= The problem =
Rewrite the data from the line containing "Might you point out the stone pedestal" through the end of the data, replacing "bare tree" with "leafless tree" and keeping everything else the same.

------ Provided records ------

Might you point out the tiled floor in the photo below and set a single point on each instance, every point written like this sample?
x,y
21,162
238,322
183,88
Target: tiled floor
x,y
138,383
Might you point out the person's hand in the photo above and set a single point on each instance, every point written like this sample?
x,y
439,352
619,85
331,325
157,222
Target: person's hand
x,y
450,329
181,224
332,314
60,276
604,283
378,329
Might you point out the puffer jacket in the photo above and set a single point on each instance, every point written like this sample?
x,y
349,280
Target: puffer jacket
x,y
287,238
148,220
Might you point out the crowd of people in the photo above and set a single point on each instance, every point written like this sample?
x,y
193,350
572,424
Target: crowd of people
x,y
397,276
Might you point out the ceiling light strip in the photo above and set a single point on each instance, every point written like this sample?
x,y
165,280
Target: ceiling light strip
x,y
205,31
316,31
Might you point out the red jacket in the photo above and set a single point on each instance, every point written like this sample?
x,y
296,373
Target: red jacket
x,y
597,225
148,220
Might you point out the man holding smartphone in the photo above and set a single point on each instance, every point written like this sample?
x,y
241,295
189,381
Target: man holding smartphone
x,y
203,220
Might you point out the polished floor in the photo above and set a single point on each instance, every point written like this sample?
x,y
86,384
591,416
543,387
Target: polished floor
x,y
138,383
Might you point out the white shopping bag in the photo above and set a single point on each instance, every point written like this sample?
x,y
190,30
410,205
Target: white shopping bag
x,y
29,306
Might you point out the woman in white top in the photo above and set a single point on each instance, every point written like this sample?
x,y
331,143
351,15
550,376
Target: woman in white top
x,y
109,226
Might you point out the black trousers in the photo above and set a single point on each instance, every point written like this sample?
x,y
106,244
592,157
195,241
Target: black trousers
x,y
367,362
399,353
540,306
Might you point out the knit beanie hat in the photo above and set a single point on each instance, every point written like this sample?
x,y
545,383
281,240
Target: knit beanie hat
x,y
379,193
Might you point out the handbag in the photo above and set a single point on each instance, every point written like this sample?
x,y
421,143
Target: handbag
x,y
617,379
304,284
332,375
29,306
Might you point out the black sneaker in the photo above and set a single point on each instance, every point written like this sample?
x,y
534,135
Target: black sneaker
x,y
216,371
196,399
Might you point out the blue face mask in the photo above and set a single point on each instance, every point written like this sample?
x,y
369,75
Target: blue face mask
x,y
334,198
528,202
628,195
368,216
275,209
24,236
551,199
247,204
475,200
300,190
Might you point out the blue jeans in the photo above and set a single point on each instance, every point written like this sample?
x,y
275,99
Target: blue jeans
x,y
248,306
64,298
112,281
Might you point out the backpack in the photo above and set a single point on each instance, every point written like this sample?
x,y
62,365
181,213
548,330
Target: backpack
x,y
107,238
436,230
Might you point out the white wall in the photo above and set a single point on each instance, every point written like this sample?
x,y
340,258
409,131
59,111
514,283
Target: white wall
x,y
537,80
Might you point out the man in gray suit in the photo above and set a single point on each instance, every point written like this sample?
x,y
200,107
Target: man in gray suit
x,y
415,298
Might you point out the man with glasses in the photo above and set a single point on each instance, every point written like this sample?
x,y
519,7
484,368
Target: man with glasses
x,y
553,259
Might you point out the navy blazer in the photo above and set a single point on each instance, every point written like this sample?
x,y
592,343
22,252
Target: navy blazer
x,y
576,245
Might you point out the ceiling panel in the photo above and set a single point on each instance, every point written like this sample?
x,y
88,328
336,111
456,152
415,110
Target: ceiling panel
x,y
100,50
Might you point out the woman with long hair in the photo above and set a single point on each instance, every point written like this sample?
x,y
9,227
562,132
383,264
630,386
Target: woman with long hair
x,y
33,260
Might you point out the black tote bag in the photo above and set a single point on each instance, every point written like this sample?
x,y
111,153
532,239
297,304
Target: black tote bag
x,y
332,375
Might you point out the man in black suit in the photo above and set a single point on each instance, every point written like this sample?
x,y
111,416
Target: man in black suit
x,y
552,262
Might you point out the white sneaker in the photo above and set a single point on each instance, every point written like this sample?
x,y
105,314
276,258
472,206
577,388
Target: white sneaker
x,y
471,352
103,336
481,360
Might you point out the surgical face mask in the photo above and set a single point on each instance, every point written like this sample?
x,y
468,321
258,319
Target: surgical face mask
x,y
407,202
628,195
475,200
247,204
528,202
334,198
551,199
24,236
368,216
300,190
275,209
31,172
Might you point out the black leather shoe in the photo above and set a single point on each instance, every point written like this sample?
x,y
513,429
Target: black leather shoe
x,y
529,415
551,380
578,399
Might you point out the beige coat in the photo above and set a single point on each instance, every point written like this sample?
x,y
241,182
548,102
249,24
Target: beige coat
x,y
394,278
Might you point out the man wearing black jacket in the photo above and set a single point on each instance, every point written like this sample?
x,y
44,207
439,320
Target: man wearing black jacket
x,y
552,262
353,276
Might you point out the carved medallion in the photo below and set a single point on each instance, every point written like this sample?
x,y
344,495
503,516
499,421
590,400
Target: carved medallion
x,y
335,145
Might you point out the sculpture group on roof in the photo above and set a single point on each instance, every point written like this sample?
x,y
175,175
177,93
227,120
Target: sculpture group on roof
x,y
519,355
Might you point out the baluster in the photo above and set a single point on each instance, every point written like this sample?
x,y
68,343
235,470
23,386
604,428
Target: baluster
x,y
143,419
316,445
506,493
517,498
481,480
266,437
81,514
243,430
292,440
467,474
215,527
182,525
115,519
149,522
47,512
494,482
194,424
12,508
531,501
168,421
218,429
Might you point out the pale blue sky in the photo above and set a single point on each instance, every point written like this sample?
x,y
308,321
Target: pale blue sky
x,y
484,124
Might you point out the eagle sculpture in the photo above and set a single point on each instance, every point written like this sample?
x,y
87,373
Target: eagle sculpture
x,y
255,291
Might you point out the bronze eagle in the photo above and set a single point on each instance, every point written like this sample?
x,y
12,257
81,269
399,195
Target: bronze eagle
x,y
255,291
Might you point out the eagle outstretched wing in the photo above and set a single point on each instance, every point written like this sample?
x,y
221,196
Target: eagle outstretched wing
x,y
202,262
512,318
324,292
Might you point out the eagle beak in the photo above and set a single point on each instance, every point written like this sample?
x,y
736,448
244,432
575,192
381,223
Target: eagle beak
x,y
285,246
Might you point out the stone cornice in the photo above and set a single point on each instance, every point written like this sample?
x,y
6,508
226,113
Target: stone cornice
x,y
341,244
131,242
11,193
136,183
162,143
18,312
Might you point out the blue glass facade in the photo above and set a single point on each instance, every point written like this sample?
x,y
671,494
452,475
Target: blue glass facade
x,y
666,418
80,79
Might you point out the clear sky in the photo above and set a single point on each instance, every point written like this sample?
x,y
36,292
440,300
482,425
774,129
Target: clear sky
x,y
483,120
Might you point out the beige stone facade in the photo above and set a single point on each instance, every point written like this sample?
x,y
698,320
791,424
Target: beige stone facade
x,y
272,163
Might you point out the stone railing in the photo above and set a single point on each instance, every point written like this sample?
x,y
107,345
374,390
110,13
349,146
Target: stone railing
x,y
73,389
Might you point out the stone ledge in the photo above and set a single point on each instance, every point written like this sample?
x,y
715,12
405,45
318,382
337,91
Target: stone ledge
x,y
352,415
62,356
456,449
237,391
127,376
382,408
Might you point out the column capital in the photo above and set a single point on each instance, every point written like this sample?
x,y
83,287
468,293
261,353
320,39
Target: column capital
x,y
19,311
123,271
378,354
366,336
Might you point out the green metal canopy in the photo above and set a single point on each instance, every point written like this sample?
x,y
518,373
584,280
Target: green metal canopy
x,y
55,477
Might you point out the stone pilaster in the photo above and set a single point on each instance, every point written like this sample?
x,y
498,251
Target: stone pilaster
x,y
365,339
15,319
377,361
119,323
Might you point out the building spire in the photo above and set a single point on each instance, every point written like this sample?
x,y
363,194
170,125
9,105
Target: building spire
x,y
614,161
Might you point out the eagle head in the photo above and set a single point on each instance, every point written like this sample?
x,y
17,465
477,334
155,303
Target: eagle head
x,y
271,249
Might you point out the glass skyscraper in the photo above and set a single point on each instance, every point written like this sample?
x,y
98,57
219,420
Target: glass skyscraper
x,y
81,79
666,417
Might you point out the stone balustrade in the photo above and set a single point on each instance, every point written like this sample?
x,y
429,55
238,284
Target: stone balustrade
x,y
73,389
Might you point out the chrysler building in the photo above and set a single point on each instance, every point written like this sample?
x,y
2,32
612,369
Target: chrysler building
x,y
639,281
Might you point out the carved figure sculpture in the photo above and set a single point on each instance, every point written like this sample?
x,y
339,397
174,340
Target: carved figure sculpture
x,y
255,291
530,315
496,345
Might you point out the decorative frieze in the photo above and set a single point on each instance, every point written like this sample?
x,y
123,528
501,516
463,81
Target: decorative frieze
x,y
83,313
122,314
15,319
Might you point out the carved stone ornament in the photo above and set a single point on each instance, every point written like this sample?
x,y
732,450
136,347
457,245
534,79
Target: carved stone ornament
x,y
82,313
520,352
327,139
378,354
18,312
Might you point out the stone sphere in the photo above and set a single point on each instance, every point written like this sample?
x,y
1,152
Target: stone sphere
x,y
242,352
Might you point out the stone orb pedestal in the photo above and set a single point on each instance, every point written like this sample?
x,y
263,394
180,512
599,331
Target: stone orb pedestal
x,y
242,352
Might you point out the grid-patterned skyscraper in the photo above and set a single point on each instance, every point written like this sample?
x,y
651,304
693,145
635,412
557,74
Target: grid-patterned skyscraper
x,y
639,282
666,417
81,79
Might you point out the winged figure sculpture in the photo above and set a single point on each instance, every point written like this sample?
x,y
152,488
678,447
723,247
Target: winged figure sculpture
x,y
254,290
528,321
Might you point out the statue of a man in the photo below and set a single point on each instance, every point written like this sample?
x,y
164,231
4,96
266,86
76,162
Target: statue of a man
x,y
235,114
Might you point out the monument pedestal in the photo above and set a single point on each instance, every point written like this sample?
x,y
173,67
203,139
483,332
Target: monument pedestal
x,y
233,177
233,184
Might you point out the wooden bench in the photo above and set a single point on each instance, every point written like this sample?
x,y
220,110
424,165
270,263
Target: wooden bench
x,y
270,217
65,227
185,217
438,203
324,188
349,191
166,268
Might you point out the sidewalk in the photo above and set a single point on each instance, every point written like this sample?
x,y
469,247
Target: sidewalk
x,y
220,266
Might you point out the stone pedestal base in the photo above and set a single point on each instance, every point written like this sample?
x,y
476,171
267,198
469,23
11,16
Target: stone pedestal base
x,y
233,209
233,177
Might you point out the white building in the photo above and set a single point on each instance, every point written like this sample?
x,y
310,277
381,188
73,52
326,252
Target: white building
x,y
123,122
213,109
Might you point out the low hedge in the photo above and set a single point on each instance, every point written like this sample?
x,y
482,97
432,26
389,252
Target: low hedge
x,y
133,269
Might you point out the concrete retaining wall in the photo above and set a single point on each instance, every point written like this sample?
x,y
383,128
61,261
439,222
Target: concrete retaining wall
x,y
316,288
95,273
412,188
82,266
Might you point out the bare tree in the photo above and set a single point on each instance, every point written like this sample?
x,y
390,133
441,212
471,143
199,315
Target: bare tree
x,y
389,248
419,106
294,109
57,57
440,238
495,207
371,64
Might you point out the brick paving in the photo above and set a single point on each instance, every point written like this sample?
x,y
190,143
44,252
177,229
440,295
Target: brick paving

------

= Response below =
Might you point out the stone pedestal base in the photo above and set a single point on each instance, every point written like this sample?
x,y
476,171
267,198
469,23
11,16
Target: stone pedestal base
x,y
233,209
233,177
Might you point out the white building in the photo above and set a single point on each instance, every point written like this sample?
x,y
310,277
381,188
73,52
326,252
Target: white building
x,y
123,122
213,109
Might you point out the low hedge in the photo above and set a single point on each instance, every point written like this sample?
x,y
482,97
432,26
389,252
Target: low hedge
x,y
133,269
Might you point out the concrete retaining wall in the photo above and set a single point on each instance, every point written like this sample?
x,y
383,128
61,261
439,222
Target: concrete retaining wall
x,y
316,288
95,273
412,188
82,266
Might you point out the leafless tree in the photo above and set a single point on each instance, every point written like this sample?
x,y
390,133
441,212
471,143
199,315
Target: leafless tree
x,y
389,248
419,106
294,109
57,57
440,238
495,207
371,64
Might you point out the brick paving in the photo above and set a single point on each instance, every point written like this sample?
x,y
190,143
44,252
177,229
440,295
Target: brick paving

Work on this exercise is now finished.